» **Written problem A**:
Please reproduce everything in the examinership article from "The expert noted" down to "more recent past.".
» **Written problem B**:
In the examinership article, which company owns 75 per cent of the shares in Ina's Kitchen Desserts Ltd?

» **Source excerpt**:
========

A Dublin-based producer of mainly chocolate food products, employing 107 people, is to bring a petition before the High Court seeking examinership.

The application concerns Ina’s Kitchen Desserts Ltd, based in Whitestown, Tallaght, whose registered business names are Ina’s Kitchen Desserts, Broderick’s, Ina’s Handmade Foods and Broderick’s Handmade.

The matter came before Mr Justice Michael Quinn on Friday afternoon via an application for directions concerning the bringing of the petition.

On the application of John O’Donnell SC, representing Barry Broderick, a director and ten per cent shareholder, supported by his brother Bernard and parents Ina and Michael Bernard, also shareholders, the judge fixed November 10thas the return date for the petition.

Bluechip clients

Counsel said the company is in existence some 26 years and had started out from the kitchen of Mr Broderick’s mother Ina, after which it was named. Its bluechip customers include Aldi, Musgraves, various cafes and airlines, and a range of entities outside Ireland.


The Broderick family between them own 25 per cent of the shareholding and Starkane Ltd owns the remainder. Enterprise Ireland, arising from a long standing relationship with the company since 1998, had introduced the directors to a BDO development capital fund which has continued to provide funding.

Starkane was incorporated by the fund as a special purchase vehicle to acquire shares and put money into the company and now owns 75 per cent of the shares.

Mr O’Donnell said the company, despite obtaining investment and additional loans, has had financial problems for a number of years and the conclusion has been reached it is insolvent.

It had incurred losses of some €5.5 million so far this year and is expected to incur more.

Meetings in recent weeks had not produced a satisfactory response to concerns, including Mr Broderick’s concern whether the company is entitled to utilise the temporary wage subsidy scheme.

An independent expert has provided a report expressing the view the company has a reasonable prospect of survival provided certain conditions are met, including securing investment, counsel outlined.

The expert noted the company has a loyal and willing workforce, a very positive cash flow in the coming months, many blue chip customers and has traded profitably in the past, if not the more recent past.

Counsel said the petition is being presented by Mr Broderick and an issue may arise about a prior undertaking not to seek court protection without the prior consent of Starkane.

There was an issue whether that undertaking was fully and freely given and Mr Broderick had obtained no independent legal advice in that regard. It may be Starkane will also take the view the company is insolvent and, notwithstanding the undertaking, court protection is necessary, he added.

Mr Justice Quinn, who was told Ulster Bank is a secured creditor, agreed to make the directions sought and returned the matter to November 10th.

========

» **Dataset rows**:
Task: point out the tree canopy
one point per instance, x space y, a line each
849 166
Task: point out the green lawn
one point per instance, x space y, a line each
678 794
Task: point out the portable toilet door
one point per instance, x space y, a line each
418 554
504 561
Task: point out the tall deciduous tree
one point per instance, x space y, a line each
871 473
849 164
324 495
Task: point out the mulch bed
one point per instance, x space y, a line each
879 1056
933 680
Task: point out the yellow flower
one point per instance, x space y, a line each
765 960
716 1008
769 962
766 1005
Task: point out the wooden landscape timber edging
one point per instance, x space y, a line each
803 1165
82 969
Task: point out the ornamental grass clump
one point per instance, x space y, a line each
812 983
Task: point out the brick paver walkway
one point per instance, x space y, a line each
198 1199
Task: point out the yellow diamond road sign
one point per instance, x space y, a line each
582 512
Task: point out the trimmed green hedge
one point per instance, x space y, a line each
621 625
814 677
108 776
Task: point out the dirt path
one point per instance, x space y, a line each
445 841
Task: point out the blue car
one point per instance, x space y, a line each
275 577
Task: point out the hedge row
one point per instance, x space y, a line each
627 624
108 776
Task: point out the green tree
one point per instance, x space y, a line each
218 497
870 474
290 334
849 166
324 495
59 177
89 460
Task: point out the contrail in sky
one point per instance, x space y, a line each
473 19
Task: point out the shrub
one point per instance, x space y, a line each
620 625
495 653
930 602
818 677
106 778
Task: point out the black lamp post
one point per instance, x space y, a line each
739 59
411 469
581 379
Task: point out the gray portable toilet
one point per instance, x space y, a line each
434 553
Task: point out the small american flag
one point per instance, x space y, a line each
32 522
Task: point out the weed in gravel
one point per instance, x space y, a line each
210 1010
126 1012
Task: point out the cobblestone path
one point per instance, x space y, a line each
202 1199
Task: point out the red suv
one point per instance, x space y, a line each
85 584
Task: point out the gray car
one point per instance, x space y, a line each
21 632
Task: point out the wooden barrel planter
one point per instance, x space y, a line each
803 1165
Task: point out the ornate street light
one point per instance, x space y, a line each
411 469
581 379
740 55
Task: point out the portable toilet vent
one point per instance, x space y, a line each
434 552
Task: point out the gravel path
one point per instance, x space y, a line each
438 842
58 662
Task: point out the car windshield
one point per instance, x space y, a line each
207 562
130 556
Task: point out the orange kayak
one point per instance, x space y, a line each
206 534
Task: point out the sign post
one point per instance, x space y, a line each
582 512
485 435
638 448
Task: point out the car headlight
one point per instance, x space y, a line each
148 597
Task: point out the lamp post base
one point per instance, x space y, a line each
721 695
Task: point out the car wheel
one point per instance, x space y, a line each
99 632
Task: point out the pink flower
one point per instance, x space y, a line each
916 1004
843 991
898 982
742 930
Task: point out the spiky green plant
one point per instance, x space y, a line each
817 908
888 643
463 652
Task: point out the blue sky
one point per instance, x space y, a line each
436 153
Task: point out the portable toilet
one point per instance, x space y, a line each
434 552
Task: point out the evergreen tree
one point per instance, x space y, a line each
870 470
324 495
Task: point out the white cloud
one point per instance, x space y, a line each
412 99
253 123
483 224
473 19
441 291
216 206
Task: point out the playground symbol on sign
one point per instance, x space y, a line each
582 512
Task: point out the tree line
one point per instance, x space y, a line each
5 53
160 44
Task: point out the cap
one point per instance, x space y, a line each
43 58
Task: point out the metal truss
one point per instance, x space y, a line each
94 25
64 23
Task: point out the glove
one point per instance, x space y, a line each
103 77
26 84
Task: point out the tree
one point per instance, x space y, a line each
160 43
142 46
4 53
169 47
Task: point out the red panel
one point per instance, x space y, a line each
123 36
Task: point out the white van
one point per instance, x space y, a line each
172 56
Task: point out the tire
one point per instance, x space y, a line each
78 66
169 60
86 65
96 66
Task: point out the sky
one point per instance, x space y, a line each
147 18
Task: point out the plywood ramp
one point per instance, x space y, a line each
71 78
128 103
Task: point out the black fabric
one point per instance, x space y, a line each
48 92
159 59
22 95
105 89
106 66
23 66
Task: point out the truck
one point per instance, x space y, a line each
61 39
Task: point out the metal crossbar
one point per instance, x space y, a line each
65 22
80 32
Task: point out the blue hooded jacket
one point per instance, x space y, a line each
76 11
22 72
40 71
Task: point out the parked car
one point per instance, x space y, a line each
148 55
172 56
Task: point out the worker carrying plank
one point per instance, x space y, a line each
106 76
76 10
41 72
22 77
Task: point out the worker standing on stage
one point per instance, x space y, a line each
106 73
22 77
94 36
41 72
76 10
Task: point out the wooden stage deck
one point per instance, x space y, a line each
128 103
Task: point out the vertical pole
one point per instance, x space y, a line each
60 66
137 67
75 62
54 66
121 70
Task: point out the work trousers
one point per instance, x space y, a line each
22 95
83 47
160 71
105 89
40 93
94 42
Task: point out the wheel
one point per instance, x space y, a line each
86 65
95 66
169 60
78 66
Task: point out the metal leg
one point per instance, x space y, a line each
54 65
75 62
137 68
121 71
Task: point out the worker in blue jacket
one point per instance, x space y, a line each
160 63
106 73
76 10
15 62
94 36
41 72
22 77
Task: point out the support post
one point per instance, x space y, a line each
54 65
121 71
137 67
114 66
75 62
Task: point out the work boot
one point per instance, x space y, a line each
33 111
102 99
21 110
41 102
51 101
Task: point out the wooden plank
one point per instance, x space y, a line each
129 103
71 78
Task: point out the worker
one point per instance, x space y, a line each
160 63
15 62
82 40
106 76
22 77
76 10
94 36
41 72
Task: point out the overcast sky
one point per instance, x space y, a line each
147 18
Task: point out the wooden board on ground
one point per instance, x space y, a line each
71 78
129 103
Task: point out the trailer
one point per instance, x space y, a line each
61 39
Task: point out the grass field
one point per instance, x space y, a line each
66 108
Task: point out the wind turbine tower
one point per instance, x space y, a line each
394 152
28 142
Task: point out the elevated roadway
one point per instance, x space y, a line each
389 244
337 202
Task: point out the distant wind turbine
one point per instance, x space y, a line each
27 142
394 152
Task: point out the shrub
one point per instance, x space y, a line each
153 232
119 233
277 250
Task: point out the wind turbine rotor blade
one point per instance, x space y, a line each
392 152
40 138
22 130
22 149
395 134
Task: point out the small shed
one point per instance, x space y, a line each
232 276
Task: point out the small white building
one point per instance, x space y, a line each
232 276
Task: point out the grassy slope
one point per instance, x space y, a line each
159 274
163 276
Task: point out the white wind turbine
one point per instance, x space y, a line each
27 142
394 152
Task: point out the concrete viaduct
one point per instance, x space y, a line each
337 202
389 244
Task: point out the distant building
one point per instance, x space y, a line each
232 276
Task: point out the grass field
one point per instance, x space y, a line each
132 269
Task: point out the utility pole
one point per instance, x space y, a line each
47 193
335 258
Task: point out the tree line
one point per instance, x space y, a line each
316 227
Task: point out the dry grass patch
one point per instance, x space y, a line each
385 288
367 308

========

» **Exercise answer A**:
The expert noted the company has a loyal and willing workforce, a very positive cash flow in the coming months, many blue chip customers and has traded profitably in the past, if not the more recent past.

» **Exercise answer B**:
Starkane Ltd